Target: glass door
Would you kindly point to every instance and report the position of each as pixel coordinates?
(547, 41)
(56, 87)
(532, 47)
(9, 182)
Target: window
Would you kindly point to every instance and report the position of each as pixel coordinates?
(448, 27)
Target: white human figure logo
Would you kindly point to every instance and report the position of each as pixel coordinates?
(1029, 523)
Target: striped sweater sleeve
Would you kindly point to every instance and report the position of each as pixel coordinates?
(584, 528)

----------

TASK:
Update the records above by replacing "pixel coordinates" with "image coordinates" wherever it appears, and leave every other part unchanged.

EXERCISE RESULT:
Target: glass door
Would you kindly point to every instance and report the position of each as image coordinates?
(547, 41)
(56, 87)
(532, 47)
(9, 182)
Target: window
Would you kindly point to every instance and report the position of each as image coordinates?
(448, 27)
Target: white human figure logo
Would you kindly point to every instance and report the position of each as image coordinates?
(1029, 523)
Target: striped sweater sleeve
Would you kindly point to every instance and report the position of each as image coordinates?
(584, 528)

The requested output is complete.